Without dropping or altering a single word, give the listing again.
--- DATA EXCERPTS Enclosed Below ---
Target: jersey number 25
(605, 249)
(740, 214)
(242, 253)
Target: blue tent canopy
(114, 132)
--- End of Enclosed DATA EXCERPTS ---
### RESPONSE AREA
Target: jersey number 25
(605, 249)
(740, 214)
(242, 253)
Target: blue tent canopy
(114, 132)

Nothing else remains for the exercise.